Reproduce the rows below verbatim, starting with the line that contains "Crossing-audit request: pin the window" and continuing through the final line of the rows.

>> Start Provided material

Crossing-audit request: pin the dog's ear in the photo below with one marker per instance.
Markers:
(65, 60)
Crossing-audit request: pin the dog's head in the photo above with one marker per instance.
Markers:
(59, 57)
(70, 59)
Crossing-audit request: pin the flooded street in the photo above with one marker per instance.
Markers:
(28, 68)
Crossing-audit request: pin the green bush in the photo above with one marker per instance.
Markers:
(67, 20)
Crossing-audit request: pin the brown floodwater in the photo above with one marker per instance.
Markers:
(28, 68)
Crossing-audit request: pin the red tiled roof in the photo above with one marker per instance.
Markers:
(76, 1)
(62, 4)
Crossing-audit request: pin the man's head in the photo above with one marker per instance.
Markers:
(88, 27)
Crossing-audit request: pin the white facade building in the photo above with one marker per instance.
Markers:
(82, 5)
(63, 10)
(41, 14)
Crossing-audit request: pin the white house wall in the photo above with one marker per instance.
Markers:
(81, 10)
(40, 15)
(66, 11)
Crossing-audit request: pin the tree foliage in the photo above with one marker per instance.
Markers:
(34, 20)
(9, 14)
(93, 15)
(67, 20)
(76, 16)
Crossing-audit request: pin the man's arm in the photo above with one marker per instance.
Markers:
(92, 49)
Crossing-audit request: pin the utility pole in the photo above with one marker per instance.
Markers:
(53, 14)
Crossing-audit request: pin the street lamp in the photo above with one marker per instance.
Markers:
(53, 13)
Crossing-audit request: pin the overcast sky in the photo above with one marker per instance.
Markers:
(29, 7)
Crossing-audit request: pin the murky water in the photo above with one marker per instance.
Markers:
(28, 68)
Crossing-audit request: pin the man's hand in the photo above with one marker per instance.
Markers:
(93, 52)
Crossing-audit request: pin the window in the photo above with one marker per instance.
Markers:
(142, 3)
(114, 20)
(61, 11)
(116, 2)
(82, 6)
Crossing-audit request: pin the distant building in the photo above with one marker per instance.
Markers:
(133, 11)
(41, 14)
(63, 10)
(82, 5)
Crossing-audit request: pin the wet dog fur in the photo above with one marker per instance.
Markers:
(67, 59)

>> End Provided material

= Task answer =
Crossing-audit request: pin the window in the photo above with one marker per instance.
Markers:
(142, 3)
(114, 20)
(61, 11)
(116, 2)
(82, 6)
Crossing-audit request: pin the distant building in the photo above with one marker per instance.
Markers:
(133, 11)
(41, 14)
(63, 10)
(82, 5)
Crossing-audit request: pin the wet dog fur in the photo above with one marker per instance.
Markers:
(67, 59)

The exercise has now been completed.